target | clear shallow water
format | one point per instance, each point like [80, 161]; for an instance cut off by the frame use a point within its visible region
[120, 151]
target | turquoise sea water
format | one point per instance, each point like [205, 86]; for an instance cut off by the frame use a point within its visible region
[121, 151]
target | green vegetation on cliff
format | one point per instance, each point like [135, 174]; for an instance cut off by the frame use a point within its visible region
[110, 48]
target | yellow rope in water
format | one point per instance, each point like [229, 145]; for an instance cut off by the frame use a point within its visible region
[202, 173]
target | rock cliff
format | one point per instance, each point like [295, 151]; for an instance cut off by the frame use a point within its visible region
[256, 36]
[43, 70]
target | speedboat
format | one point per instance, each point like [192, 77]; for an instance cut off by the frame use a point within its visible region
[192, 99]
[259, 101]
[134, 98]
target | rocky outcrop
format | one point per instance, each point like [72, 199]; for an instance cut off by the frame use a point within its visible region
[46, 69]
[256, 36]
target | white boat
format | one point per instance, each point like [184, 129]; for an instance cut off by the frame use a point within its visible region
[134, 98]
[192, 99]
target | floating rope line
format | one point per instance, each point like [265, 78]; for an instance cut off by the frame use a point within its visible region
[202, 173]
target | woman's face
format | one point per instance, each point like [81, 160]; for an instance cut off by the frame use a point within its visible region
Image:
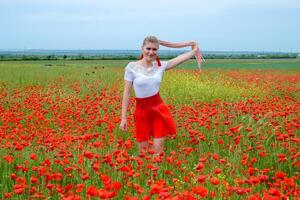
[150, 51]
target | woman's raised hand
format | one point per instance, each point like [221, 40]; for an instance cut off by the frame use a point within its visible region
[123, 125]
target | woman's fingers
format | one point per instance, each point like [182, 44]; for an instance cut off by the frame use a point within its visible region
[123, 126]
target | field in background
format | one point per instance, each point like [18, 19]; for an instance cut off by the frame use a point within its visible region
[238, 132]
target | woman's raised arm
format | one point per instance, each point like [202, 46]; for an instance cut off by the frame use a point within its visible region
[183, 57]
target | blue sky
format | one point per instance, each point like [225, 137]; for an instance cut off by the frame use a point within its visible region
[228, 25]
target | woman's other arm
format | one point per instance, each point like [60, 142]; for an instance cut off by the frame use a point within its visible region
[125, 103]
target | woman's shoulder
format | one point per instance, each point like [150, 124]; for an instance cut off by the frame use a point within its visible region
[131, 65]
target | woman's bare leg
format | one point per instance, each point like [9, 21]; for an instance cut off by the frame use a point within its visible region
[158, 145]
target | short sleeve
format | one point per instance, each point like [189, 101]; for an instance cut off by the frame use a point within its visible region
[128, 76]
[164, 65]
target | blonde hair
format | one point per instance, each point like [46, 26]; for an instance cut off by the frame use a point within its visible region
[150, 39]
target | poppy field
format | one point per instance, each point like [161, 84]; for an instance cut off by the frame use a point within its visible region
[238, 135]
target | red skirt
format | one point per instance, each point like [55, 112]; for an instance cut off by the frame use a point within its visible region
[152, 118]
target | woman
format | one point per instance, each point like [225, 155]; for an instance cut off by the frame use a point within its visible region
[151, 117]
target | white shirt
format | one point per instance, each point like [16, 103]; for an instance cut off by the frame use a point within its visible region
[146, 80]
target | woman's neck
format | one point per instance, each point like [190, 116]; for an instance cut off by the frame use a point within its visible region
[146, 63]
---
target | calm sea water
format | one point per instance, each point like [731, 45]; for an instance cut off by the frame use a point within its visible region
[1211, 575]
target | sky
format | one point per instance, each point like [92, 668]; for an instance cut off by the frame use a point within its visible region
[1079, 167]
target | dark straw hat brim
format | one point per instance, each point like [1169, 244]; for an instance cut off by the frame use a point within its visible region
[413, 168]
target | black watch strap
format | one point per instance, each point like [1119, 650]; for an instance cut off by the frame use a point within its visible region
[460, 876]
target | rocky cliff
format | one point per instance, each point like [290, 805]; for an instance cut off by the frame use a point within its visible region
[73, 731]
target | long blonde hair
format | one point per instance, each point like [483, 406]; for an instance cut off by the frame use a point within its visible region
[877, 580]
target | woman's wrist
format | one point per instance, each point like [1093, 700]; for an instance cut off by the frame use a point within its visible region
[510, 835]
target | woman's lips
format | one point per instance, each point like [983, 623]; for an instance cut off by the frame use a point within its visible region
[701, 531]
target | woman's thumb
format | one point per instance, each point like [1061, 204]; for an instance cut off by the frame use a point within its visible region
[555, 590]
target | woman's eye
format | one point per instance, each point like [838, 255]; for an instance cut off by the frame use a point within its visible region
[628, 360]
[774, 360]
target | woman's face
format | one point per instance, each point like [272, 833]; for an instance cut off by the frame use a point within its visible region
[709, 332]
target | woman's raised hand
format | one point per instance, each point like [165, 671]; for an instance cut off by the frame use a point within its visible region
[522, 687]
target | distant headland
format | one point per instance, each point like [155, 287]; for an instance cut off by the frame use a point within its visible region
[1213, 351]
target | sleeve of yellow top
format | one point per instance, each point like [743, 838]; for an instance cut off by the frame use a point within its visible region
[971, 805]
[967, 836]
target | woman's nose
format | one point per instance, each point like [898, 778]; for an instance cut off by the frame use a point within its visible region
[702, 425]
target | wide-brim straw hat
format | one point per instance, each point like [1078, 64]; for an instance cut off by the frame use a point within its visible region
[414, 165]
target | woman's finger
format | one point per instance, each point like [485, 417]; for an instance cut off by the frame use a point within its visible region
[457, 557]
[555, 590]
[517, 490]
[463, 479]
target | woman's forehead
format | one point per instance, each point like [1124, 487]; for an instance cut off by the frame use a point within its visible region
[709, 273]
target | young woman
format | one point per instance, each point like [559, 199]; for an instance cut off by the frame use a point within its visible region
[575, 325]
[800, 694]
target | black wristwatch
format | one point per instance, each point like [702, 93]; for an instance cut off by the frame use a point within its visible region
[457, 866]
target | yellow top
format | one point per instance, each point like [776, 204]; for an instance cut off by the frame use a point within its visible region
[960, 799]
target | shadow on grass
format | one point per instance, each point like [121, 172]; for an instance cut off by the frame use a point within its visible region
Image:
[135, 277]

(BRIEF): Your task is to retype the entries verbatim, starting with the line that holds "target | yellow rope in water" and stopping after the line that holds "target | white boat".

(TASK RESULT):
target | yellow rope in water
format | one point per instance, each point like [229, 145]; for an instance cut off by the frame use a point within its visible region
[202, 173]
target | rock cliff
format | one point per instance, each point like [295, 151]; for an instance cut off by the frame use a point within its visible region
[256, 36]
[43, 70]
target | speedboat
format | one point per instance, each point like [192, 77]; for an instance cut off by the frame use a point within its visible region
[192, 99]
[259, 101]
[134, 98]
target | rocky outcrop
format | one point per instance, each point like [72, 199]; for an instance cut off by the frame use a point within its visible region
[46, 69]
[256, 36]
target | white boat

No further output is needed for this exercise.